§ What needs to be done
Some lines below hold "rough". Pick them out and copy them.

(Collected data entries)
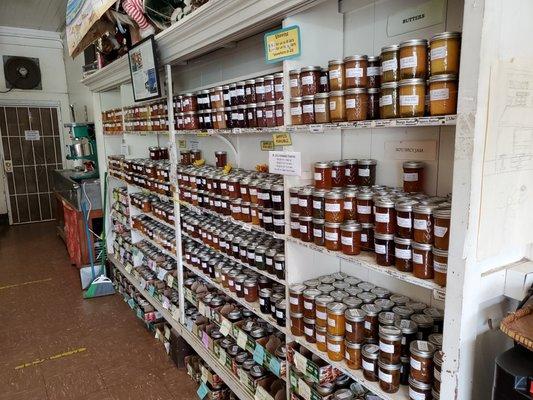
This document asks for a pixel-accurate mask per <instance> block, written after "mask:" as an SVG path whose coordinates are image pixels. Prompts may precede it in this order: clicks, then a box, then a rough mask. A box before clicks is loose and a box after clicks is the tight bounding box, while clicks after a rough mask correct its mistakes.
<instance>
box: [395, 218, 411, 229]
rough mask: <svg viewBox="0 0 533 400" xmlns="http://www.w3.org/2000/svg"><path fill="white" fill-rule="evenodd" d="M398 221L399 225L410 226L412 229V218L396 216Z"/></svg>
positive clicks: (397, 223) (407, 226)
mask: <svg viewBox="0 0 533 400" xmlns="http://www.w3.org/2000/svg"><path fill="white" fill-rule="evenodd" d="M396 223H397V224H398V226H400V227H402V228H409V229H411V226H412V224H411V218H402V217H396Z"/></svg>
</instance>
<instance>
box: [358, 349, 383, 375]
mask: <svg viewBox="0 0 533 400" xmlns="http://www.w3.org/2000/svg"><path fill="white" fill-rule="evenodd" d="M378 356H379V347H378V346H377V345H376V344H371V343H369V344H365V345H364V346H363V347H362V348H361V358H362V366H363V376H364V378H365V379H366V380H367V381H369V382H377V381H378V375H379V368H378Z"/></svg>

§ Response box
This document asks for a pixel-accurate mask per <instance> block, written after "mask:" as an SVG path whose coordinates are image pixels. Prompts may precede it in this order: clicks, then a box, then a rough mask. A box before clicks is loose and a box after clicks is the tight bounding box, while clicks after a rough mask correct its mistakes.
rough mask: <svg viewBox="0 0 533 400" xmlns="http://www.w3.org/2000/svg"><path fill="white" fill-rule="evenodd" d="M398 221L399 225L410 226L412 229V218L396 216Z"/></svg>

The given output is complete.